---------- Provided records ----------

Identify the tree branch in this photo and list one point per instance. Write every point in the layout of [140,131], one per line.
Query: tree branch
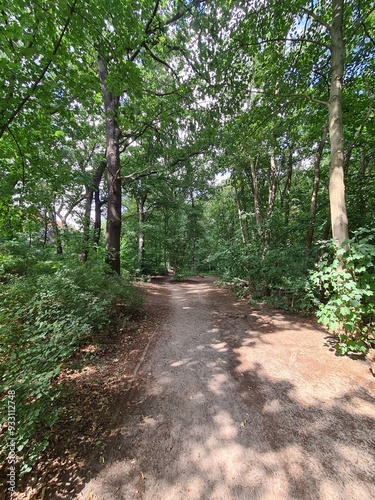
[42,74]
[316,18]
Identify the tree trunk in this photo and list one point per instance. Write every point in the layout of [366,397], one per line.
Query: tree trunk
[255,190]
[86,223]
[98,204]
[141,236]
[113,229]
[339,220]
[239,211]
[272,185]
[314,194]
[286,192]
[55,229]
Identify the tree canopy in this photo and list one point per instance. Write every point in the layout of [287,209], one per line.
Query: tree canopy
[232,137]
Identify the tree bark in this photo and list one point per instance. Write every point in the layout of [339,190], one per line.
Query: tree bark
[141,236]
[255,190]
[239,211]
[286,191]
[113,229]
[55,229]
[339,220]
[272,185]
[98,203]
[314,194]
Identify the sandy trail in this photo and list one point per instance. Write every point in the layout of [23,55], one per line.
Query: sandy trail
[238,403]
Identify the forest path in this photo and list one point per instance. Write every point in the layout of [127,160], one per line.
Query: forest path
[242,403]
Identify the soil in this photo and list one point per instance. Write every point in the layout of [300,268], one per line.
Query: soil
[211,398]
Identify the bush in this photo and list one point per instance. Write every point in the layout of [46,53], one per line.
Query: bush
[346,282]
[43,320]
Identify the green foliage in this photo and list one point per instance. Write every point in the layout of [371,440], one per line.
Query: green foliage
[346,281]
[44,318]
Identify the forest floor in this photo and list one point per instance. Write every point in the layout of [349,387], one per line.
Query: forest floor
[211,398]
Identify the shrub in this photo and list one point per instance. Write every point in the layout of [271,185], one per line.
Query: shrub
[346,281]
[43,320]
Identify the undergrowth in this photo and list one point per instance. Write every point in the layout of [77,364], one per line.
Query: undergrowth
[49,307]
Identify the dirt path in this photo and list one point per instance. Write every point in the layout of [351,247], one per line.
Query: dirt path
[238,403]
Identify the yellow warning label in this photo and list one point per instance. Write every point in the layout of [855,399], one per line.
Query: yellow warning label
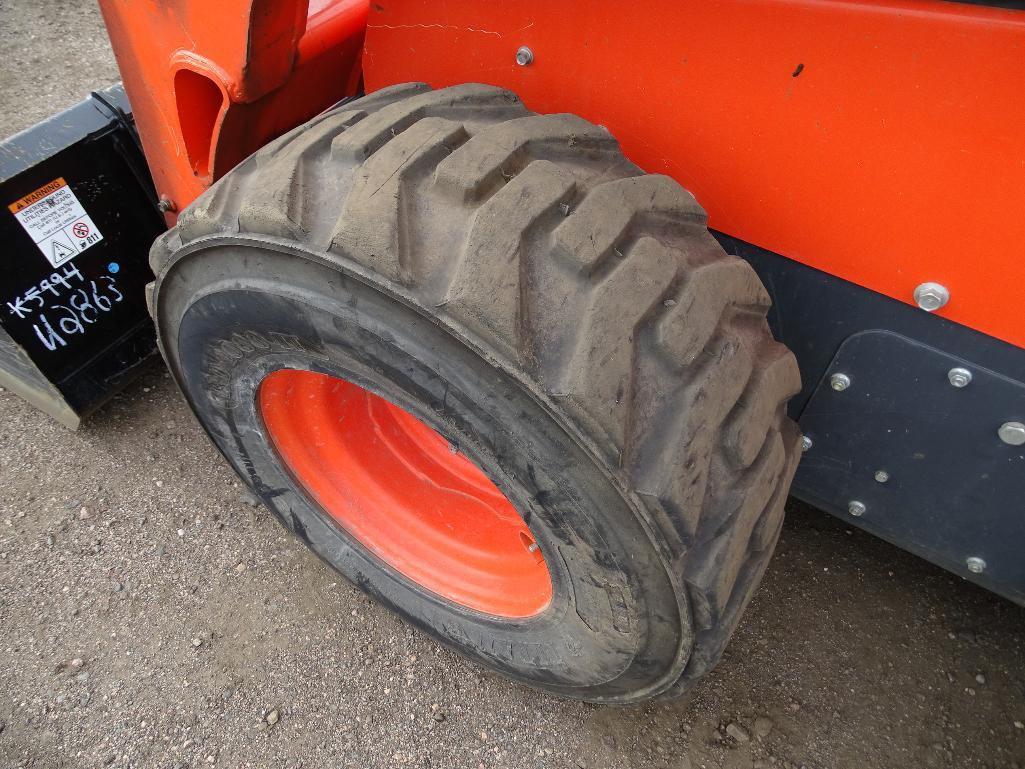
[38,195]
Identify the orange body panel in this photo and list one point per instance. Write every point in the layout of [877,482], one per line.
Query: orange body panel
[883,143]
[211,82]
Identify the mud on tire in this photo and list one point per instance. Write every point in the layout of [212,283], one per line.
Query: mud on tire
[517,283]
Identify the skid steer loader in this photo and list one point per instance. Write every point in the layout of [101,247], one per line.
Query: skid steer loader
[527,317]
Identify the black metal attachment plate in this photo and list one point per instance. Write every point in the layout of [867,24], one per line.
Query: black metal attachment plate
[953,489]
[78,215]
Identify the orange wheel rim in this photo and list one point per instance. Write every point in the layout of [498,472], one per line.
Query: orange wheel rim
[405,493]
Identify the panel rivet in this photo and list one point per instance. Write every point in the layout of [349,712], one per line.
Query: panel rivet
[931,296]
[839,382]
[975,564]
[1012,433]
[959,377]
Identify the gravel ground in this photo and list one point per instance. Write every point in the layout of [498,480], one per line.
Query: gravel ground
[150,617]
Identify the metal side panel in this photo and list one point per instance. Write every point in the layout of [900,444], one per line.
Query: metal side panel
[905,453]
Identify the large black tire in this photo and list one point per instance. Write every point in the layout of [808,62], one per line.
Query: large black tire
[566,319]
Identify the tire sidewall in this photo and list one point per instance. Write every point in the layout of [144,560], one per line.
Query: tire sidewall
[613,632]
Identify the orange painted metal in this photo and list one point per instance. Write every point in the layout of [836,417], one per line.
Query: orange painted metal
[405,493]
[883,143]
[211,82]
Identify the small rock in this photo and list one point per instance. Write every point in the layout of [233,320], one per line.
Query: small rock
[738,732]
[763,726]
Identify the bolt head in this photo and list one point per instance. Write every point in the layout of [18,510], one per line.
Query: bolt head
[839,382]
[959,377]
[1012,433]
[524,55]
[931,296]
[975,564]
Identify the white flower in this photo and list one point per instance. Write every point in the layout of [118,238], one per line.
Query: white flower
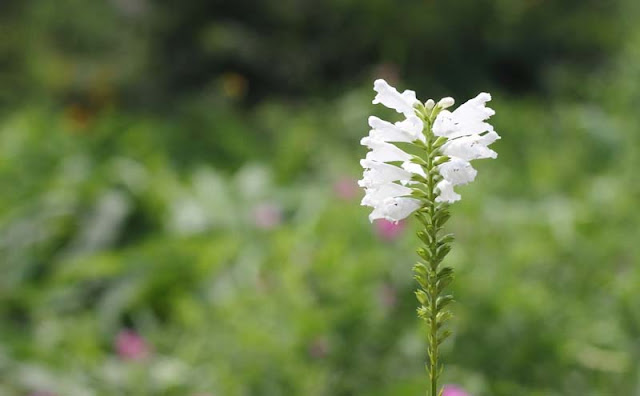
[383,152]
[471,147]
[391,98]
[406,131]
[388,187]
[377,195]
[413,168]
[446,192]
[468,119]
[457,171]
[377,173]
[468,136]
[395,209]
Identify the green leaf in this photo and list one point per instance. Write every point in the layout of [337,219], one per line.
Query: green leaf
[443,301]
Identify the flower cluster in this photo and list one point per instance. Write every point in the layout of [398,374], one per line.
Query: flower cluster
[456,137]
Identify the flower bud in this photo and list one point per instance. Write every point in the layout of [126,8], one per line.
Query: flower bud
[429,104]
[446,102]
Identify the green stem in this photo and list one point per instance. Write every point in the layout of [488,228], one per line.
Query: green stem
[432,280]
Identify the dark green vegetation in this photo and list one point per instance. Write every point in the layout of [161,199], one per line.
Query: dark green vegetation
[170,169]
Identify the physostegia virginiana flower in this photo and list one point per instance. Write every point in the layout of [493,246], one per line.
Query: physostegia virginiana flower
[412,167]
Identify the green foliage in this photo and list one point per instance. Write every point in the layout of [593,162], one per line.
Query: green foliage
[158,176]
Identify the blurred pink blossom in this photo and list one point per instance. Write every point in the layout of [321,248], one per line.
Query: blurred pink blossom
[131,346]
[346,188]
[388,230]
[453,390]
[267,216]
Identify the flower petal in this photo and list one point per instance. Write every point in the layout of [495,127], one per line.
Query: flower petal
[457,171]
[383,152]
[377,173]
[376,195]
[406,131]
[391,98]
[468,119]
[446,192]
[471,147]
[395,209]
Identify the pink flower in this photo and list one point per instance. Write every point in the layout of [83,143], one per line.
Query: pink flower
[267,216]
[346,188]
[388,230]
[131,346]
[452,390]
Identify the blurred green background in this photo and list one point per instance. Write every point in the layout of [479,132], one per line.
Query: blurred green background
[178,213]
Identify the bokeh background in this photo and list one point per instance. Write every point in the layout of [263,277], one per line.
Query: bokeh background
[179,213]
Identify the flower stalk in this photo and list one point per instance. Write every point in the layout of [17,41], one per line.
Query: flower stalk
[422,181]
[432,279]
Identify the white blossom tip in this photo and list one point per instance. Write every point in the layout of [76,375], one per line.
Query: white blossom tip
[429,104]
[446,102]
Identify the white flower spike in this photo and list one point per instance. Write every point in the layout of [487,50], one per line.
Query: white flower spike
[388,96]
[439,146]
[467,137]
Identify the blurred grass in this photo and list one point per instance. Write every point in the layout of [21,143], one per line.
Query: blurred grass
[210,220]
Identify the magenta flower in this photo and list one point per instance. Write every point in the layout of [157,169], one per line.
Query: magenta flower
[131,346]
[389,230]
[452,390]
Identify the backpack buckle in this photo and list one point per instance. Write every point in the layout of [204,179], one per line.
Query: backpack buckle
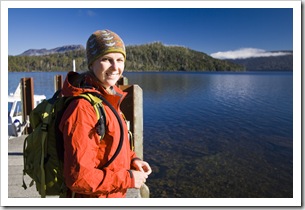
[44,127]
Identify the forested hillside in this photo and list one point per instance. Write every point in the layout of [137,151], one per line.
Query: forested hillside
[148,57]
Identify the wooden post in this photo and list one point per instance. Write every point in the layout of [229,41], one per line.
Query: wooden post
[132,107]
[27,98]
[57,82]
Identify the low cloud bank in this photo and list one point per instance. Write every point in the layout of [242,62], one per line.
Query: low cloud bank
[246,53]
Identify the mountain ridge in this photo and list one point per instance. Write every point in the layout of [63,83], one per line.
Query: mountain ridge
[147,57]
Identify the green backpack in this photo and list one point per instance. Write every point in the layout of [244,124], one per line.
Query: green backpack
[43,149]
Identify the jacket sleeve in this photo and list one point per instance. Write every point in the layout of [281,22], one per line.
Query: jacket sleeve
[81,154]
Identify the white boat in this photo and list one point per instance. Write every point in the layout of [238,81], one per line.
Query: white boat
[16,125]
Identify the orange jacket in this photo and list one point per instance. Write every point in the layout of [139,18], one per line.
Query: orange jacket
[85,153]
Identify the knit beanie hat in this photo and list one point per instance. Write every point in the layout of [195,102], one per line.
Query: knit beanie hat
[102,42]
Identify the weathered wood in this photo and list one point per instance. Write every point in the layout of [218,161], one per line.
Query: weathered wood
[27,98]
[132,107]
[57,82]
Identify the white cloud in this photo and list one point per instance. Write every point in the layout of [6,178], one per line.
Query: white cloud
[246,53]
[91,13]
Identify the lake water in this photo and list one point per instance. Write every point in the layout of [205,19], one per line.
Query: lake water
[212,135]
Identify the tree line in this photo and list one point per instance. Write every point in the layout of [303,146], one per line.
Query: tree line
[148,57]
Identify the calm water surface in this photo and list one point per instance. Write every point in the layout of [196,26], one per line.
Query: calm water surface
[212,135]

----------

* What needs to be done *
Only the lines from the one containing "Identify the white cloud" to the end of the records should be repeated, exactly as they appear.

* Solution to the problem *
Identify the white cloud in this photo and list one point per instance. Write every point in the layout of [6,178], one per line.
Query: white cloud
[246,53]
[91,13]
Identify the lake water in this photo and list one point per instance. Write every point in the layout of [205,19], one per line.
Query: lake water
[212,135]
Identify the tree line in this photo and list one point per instance. Write every point in the layout of [303,146], one per line.
Query: tree line
[148,57]
Identify the calm water surface in this photo and list one point per instance. Write every point in the layout of [196,26], one per line.
Query: calm water surface
[212,135]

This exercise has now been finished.